The EC has published its pharmaceutical strategy to increase access to innovative and safe medicine, including steps to adapt regulation to advanced therapies.

Ben Hargreaves

December 1, 2020

3 Min Read
European Commission considers regulation for ‘bedside’ manufacturing
Image: iStock/olrat

The European Commission has published its pharmaceutical strategy to increase access to innovative and safe medicine, including steps to adapt regulation to advanced therapies.

The ‘Pharmaceutical Strategy for Europe’ was announced last week by the European Commission (EC) in order to strengthen and protect the European Union’s pharmaceutical supply chain, in light of medical innovation and the on-going pandemic. Within the subsection entitled ‘Enabling innovation and digital transformation’, the first example of innovation given is advanced therapies.

In particular, the EC states that cell and gene therapies require a regulatory response, noting the volume of such treatments in development. Last year, the US Food and Drug Administration suggested that 10 to 20 cell and gene therapies could see approval per year by 2025.

European-Commission-olrat-300x200.jpg

Image: iStock/olrat

The paper suggests two ways in which these types of therapies will require adaptation, the method of manufacture and a ‘new business model’ to address their cost, with the latter point being raised by treatments that can offer one-time cures as opposed to chronic treatment.

In relation to manufacture, the EC suggests that there is a shift from therapeutic products being produced in a traditional factory setting towards a ‘bedside’ manufacturing process.

The strategy notes that these new treatment modalities are able to improve patient outcomes and also speed up production time; however, it also outlines that bedside manufacturing can “create new challenges in terms of appropriate quality, inspection and oversight.”

When asked what would be EC’s response to such challenges, a Commission official told Bioprocess Insider that “the strategy will partly analyse the appropriateness of the current regulatory framework, with the purpose to enable those technologies, but also with the purpose to ensure that patients can trust in the quality of the medicine administered.”

The official noted that advanced therapeutics and their manufacture would not be the only spaces where adaption of regulation would need to take place, with nanotechnology, 3D printing, and decentralised in-situ manufacturing also being reviewed.

This conversation around advanced therapies is not happening in a vacuum, with the WHO creating a white paper to increase regulatory alignment across high-income countries, with the aim of establishing a harmonized approach that could then be adopted by low- and middle-income countries to improve access.

Vaccine development

Despite the on-going public health repercussions of the current pandemic, the strategy acknowledges it has brought with it some successes, in terms of the rapid development of vaccines.

The strategy points to the fact that Europe will receive ‘widespread and equitable’ access to vaccines for COVID-19, made available in record time, as an ‘inspiration’ for the future operation of the industry.

In a section on addressing unmet need across public health, however, the EC notes that the lack of development occurring in the vaccines sector to address emerging health threats.

The Commission official stated that the strategy will consider the lesson from the COVID-19 pandemic to determine a way to encourage increased development in the area.

Further than this, the strategy itself notes that the EC will look to support the development of ‘crosscutting technological solutions’, such as vaccine platform technologies, to ‘sustain preparedness’ for future public health threats and countermeasures including research, clinical trials and data infrastructure.
◇ ◇ ◇ ◇
# Directions:
Repeat the stretch of the article on the EC pharmaceutical strategy from "In particular, the" through "year by 2025.".

(Saved entries)
◇ ◇ ◇ ◇
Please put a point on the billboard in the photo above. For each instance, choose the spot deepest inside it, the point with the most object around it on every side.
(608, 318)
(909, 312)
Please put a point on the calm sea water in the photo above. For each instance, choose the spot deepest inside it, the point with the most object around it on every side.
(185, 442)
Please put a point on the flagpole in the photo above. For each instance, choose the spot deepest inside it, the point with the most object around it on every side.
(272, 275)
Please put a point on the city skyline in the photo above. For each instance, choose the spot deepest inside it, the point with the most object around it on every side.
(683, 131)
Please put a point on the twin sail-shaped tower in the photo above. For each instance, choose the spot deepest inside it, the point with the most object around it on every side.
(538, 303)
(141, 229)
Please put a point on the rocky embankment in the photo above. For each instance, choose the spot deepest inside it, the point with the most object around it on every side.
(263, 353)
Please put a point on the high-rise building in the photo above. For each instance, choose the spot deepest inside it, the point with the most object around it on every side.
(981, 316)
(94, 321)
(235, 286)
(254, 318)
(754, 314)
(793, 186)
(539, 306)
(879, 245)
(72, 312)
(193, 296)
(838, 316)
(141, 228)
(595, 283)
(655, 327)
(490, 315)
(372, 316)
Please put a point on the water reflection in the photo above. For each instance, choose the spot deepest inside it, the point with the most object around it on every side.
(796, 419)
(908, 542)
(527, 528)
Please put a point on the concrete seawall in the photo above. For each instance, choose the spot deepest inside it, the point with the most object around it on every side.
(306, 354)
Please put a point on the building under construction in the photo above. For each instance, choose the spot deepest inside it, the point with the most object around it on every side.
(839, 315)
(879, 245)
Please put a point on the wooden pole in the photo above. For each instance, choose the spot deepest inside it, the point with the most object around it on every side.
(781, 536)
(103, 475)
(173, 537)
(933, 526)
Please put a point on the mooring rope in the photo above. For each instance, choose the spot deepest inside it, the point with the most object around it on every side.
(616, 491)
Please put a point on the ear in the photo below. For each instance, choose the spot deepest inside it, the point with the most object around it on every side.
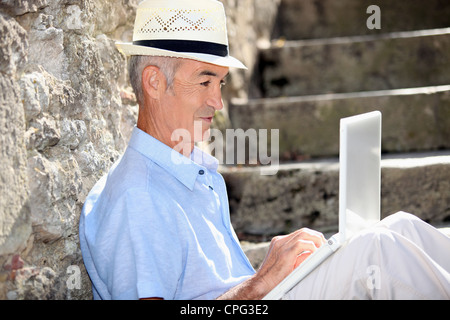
(152, 82)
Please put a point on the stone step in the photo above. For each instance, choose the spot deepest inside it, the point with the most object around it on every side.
(414, 119)
(351, 64)
(306, 194)
(307, 19)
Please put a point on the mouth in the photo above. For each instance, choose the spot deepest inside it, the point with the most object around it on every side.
(207, 119)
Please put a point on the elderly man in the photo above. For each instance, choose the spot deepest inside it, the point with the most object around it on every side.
(158, 225)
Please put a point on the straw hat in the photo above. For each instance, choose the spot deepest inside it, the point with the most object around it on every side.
(192, 29)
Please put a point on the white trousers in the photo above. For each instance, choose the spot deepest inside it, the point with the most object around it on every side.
(402, 257)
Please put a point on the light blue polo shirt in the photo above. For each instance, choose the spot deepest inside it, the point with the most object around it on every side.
(158, 225)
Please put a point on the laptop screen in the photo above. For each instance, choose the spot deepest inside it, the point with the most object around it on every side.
(359, 172)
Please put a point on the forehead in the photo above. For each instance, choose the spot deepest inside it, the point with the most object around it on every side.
(195, 69)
◇ ◇ ◇ ◇
# Output for this task:
In particular, the EC states that cell and gene therapies require a regulatory response, noting the volume of such treatments in development. Last year, the US Food and Drug Administration suggested that 10 to 20 cell and gene therapies could see approval per year by 2025.